• To do: Transcribe exactly, and only, the lines from the one containing "Task: Locate the" through the last line of the data.

[Collected data]

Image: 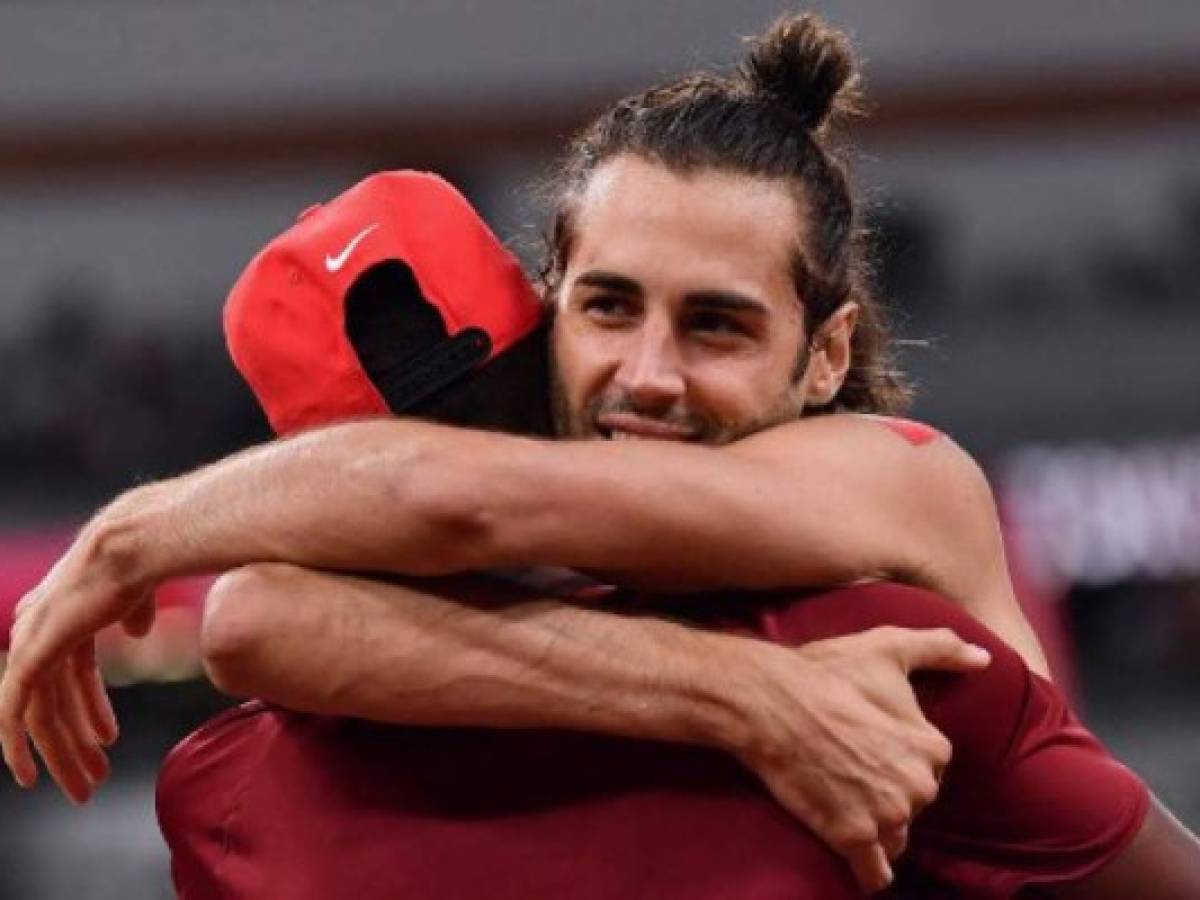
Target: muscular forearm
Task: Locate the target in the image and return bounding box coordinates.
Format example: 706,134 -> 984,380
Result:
90,415 -> 945,593
203,563 -> 994,894
201,564 -> 752,751
92,417 -> 839,592
90,420 -> 487,587
91,415 -> 1044,670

• Answer space:
Task: Locate the target in the image and return bounding box coordinates.
Format example: 706,134 -> 984,380
Result:
90,415 -> 945,593
203,563 -> 994,894
201,564 -> 752,751
92,417 -> 839,592
90,420 -> 487,587
91,415 -> 1044,670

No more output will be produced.